• [ТЕКСТОВЫЙ БЛОК]:
Формирование нового подхода к культуре, поиск синтезов, осуществленных позже, в 20–30-х годах XX в., были мучительно долгими и трудными. Потрясение русской интеллигенции в период «между двумя революциями» отразилось и в многоголосном слышании эпохи А. Блока, и в фантасмагории «Петербург» А. Белого, по словам исследователя, «деформирующей реальность, переводящей повествование из реального плана в план иной – “всеобщей провокации”» [118, 131 ]. Гиперболичность мироощущения подчеркивалась самим мастером: «Петербург… – точка: на географической карте; с другой стороны: точка в точке, иль голова сенатора утвердила свою точку зрения, фикцию бомбы, в действительность жизни; такое же превращение сознания в бытие утверждает сенаторский сын в карикатурно поданных правилах неокантианца Когана; и мысль о бомбе становится в усилиях мысли папаши с сыночком реальною бомбой, от которой погибнет империя (поприщинский бред о дующем над черепною коробкою мозге); автор сам в ужасе: мысль о сенаторе, мыслящем, что его сын водит дружбу с бомбистом, стала реальностью – бомбы, бомбиста и сына сенатора, покушающегося на отца, и сенатора, имеющего подобные подозрения… Превращенье стилистики бреда в сплошной каламбур, и обратно, плодит нарочито невнятицу, поданную на ходулях, это – гипербола, осуществленная в фабуле…» [16, 34 ].
Сверхреальность подобной множественной, удваивающейся, утраивающейся, расслаивающейся гиперреальности, рождающей различные спорящие голоса, перебивающие друг друга, усиливающиеся, искажающиеся в невероятных условиях, и отвечающая ей поэтика, граничащая с абсурдом, – вовсе не исключение, опровергающее правила. Другой, не менее показательный пример, – «Улисс» Джойса, реконструирующий историю: писатель «подводил итог целой эпохе, определенному образу жизни на земле» [64, 63 ], восстанавливал «порванную связь времен» [3]. Воссоздать первозданную целостность культуры, уничтоженную «фельетонистической эпохой», «газетной цивилизацией», мечтали Г. Гессе, У. Б. Йейтс и многие другие.
Причудливая образность, стиль мышления, ход ассоциативных рассуждений появляются в условиях обострившихся культурных конфликтов, во времена великих переломов, разрывов появляется повышенная необходимость в поиске связанности, в нахождении первооснов. И что наиболее характерно, в наше время художники отождествляют парадоксальное обретение единства в нецельности, поиски гармонии в обнажившихся, кричащих противоречиях с методом барокко! «Барокко, барочность – это не только стиль, – писал Карпентьер, – это метод упорядочивания через беспорядок» [цит. по: 55, 103 ]. Характер но, что и А. Моравиа понимает под словом «барокко» «действия, направленные на нарушение ритма форм с целью раскрыть новое значение. […] в барокко включена критика форм, стремление высвободить из формы смысл, который иначе трудно уловить» [98, 270 ]. Барокко утрачивает здесь стилевую функцию, становится культурным показателем перемен, совершающихся в переходное время, окрашивает многие формы в культуре, требующие медленной кристаллизации.

• [СТРОКИ НАБОРА ДАННЫХ]:

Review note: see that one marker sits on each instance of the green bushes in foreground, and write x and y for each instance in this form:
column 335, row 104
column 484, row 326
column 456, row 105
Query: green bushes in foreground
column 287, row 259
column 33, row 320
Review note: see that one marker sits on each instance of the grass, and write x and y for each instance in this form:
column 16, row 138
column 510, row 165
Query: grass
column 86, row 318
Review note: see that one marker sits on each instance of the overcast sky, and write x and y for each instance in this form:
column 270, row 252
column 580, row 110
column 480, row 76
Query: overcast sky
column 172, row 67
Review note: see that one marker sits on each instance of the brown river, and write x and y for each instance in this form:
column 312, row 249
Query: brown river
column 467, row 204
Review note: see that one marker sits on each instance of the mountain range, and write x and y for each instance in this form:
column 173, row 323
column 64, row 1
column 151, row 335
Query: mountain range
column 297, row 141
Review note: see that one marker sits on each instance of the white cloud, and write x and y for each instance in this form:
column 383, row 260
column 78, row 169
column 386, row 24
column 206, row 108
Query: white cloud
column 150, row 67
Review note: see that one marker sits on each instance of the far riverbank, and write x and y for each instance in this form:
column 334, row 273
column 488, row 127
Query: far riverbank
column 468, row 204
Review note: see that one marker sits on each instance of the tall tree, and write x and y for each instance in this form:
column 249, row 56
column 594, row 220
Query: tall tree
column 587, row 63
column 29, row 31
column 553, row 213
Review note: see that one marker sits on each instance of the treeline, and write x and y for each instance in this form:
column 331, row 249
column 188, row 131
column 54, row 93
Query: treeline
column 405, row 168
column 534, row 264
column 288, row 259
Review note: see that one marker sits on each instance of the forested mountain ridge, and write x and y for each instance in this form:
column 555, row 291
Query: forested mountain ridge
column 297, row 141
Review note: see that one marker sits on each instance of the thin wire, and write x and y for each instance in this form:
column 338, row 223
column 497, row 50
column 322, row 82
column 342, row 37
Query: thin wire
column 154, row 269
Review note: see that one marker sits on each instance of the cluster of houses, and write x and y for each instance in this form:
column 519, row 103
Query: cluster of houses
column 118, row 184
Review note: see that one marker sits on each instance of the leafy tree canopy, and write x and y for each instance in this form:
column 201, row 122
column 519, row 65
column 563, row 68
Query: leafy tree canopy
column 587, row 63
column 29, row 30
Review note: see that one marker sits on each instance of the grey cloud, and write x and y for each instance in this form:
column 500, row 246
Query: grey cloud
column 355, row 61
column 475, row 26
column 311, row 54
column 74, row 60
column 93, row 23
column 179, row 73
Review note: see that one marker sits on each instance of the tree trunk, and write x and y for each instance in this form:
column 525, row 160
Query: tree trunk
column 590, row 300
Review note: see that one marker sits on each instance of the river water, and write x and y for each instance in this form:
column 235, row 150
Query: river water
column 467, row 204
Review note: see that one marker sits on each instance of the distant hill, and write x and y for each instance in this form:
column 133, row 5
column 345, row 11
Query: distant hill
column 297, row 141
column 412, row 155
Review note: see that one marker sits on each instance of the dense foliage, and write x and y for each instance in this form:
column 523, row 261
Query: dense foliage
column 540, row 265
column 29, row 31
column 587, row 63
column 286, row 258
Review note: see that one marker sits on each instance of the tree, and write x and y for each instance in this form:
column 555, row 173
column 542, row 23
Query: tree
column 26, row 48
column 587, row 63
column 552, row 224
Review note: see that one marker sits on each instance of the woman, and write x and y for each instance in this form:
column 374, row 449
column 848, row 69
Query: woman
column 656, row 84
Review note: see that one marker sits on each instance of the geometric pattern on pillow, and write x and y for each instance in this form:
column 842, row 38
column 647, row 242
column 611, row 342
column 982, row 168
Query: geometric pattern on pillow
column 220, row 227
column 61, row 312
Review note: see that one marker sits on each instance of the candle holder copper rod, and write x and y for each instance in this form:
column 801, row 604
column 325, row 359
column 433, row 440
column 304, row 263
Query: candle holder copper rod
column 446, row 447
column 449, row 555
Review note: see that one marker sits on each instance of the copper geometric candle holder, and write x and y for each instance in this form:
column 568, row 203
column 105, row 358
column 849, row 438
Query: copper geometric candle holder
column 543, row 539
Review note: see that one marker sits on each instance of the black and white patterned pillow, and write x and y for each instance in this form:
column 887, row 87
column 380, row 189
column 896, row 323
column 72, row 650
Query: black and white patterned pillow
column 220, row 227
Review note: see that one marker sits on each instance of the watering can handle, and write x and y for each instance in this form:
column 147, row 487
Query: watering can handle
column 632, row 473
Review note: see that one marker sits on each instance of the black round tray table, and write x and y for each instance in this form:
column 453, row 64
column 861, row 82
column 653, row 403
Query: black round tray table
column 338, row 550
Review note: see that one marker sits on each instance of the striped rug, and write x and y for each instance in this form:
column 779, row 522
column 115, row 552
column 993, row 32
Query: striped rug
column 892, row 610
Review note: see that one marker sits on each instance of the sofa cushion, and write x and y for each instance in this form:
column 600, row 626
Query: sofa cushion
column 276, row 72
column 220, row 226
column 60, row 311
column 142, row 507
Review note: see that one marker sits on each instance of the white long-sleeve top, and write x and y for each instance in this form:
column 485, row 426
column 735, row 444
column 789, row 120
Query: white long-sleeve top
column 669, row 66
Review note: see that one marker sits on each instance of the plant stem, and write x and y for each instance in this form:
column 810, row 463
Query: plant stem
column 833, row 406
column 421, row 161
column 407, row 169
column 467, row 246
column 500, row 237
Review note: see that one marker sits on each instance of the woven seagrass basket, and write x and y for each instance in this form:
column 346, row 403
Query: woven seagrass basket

• [ЗАДАНИЯ ДЛЯ ВЫПОЛНЕНИЯ]:
(A) Определите, согласуются ли с отрывком о культуре переходного времени утверждения (i), (ii) и (iii). На каждое ответьте «да» или «нет» и приведите точной цитатой слова отрывка, которые это решают.
(i) Карпентьер считал барокко методом упорядочивания через беспорядок.
(ii) «Улисс» Джойса представлен в отрывке как исключение, опровергающее правила.
(iii) Формирование нового подхода к культуре прошло быстро и без труда.
(B) Продолжите отрывок о культуре переходного времени, начав сразу после его последнего предложения.
Записи здесь не понадобятся.

• [ОТВЕТЫ НА ЗАДАНИЯ]:
(A)
(i) Да: «это метод упорядочивания через беспорядок».
(ii) Нет: «Другой, не менее показательный пример, – «Улисс» Джойса».
(iii) Нет: «были мучительно долгими и трудными».

(B)
Таким долгим, мучительно трудным было формирование нового подхода к культуре, происходившее в первые десятилетия XX в. Восприятие полифонизма времени, истории, культуры за ставило заново осмысливать происходящее вокруг, выстраивать новые связи, видеть то, что раньше ускользало от внимания. И, разумеется, не случайно корифеи Серебряного века русской поэзии были не просто взыскательно требовательными к себе – они попросту муштровали собственный дар, проделывали колоссальную работу по преобразованию и собственного стиля, и стихотворной поэтики – достаточно назвать
Брюсова, за тем – Гумилёва, для которых вопрос самодисциплины не сводился к узколичностному аспекту [112].
Но даже на уровне бытового сознания перемены улавливались самыми чуткими художниками и теоретиками культуры. Даже привычные вещи и слова казались незнакомыми, странны ми. Великолепно передал это В. Шкловский: «Когда-то говорили друг другу при встрече – “Здравствуй” – теперь умерло слово – и мы говорим друг другу при встрече “асте”. Ножки наших стульев, рисунок материй, орнамент домов, картины “Петербургского общества художников”, скульптуры Гинцбурга – все это говорит нам “асте”. Там орнамент не сделан, он “рассказан”, рассчитан на то, что его не узнают и скажут – “это то же самое”…Сейчас старое искусство уже умерло, новое еще не родилось; и вещи умерли – мы потеряли ощущение мира; мы подобны скрипачу, который перестал осязать смычок и струны, мы перестали быть художниками в обыденной жизни, мы не любим наших домов и наших платьев и легко расстаемся с жизнью, которую не ощущаем. Только создание новых форм искусства может возвратить человеку переживание мира, воскресить вещи и убить пессимизм» [149, 11–12 ]. Тем самым миссия художника наделялась колоссальным значением. «Порвалась дней связующая нить» – здесь эти слова возникают не по ассоциации – они передают «барочный» тип мироощущения, сходную культурную ситуацию. Воскрешение слова, воскрешение искусства, воскрешение переживания жизни – эти понятия стали рядоположными.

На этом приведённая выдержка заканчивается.